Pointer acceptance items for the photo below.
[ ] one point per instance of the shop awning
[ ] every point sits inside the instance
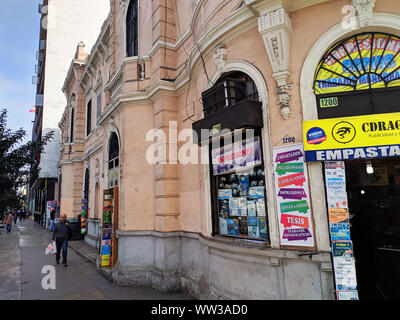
(244, 114)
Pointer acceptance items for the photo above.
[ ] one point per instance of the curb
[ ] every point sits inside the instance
(82, 254)
(107, 274)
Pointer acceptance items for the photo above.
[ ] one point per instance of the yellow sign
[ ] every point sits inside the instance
(358, 62)
(361, 137)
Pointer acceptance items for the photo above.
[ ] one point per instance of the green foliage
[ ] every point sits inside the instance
(18, 161)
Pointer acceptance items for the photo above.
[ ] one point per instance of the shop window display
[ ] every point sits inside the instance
(239, 191)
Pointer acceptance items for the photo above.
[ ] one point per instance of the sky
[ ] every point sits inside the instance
(19, 41)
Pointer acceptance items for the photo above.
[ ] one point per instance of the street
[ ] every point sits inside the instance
(22, 258)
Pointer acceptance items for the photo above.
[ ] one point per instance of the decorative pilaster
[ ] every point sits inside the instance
(220, 58)
(365, 12)
(275, 27)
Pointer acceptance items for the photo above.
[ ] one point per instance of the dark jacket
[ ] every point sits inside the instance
(62, 231)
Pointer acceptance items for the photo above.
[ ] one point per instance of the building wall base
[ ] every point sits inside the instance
(219, 268)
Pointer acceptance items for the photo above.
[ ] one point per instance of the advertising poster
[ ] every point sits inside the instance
(347, 138)
(239, 155)
(293, 199)
(339, 226)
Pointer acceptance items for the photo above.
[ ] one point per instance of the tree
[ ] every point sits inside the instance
(18, 164)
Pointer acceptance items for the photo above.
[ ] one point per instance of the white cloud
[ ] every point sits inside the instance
(7, 85)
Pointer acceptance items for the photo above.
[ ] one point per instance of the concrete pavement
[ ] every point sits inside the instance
(22, 257)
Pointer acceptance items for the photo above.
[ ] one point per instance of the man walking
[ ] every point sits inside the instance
::::::
#### INSTRUCTION:
Transcribe the records above exactly, omitting every picture they contain.

#### WRITTEN RESPONSE:
Pointer acceptance items for the photo below.
[ ] one point per instance of the shop awning
[ ] every point sits inside the instance
(244, 114)
Pointer acceptance items for the photo above.
[ ] one point per instance of the curb
[ ] every point sits inside the instance
(82, 254)
(107, 274)
Pointer acceptance items for the photo above.
[ ] one point per instance of the yellow sign
[ ] every point sits inside the instance
(358, 62)
(361, 137)
Pointer acceptance items for the photo above.
[ ] one point per instance of the green foliage
[ ] every point sits inside the instance
(18, 161)
Pointer acceptance items for the photo above.
[ ] one point per instance of the shop window display
[ ] every point sits inside the instance
(239, 191)
Pointer acceptance items for the photo above.
[ ] one point per instance of the sky
[ ] every point sits inside the instance
(19, 41)
Pointer acceptance items for the photo above.
[ ] one point per instance of the street
[ ] every point sits inside the instance
(22, 258)
Pointer acceptance items for the photo above.
[ ] one point per instance of the decorative pilaster
[ ] every point sits inside the instance
(220, 58)
(365, 12)
(275, 27)
Pointer acceptance items for the photo above.
[ ] one point per instance of the dark jacket
[ ] every point sits inside the instance
(62, 231)
Pointer acceptance items for the photo above.
[ ] one point per instance of the building wall base
[ ] every point sits inside the instance
(219, 268)
Pointer acceptance items for the photo above.
[ ] one point per instance of the advertising poster
[ ] every point sits inside the instance
(347, 138)
(239, 155)
(293, 199)
(339, 226)
Pointer acceptance items for the photo above.
[ ] one point per instance of the tree
[ ] every point sits inside the instance
(18, 164)
Pointer acceptance items for the photo above.
[ ] one point per instance of the white cloud
[ ] every point sits inside the instance
(7, 85)
Pointer acceptance items for the photo above.
[ ] one point per instance of the concrete pavement
[ ] every point sits inside the instance
(22, 257)
Pointer acceptance items for the photo above.
[ ] one point per instance of the man walking
[ ] every point sits inside the instance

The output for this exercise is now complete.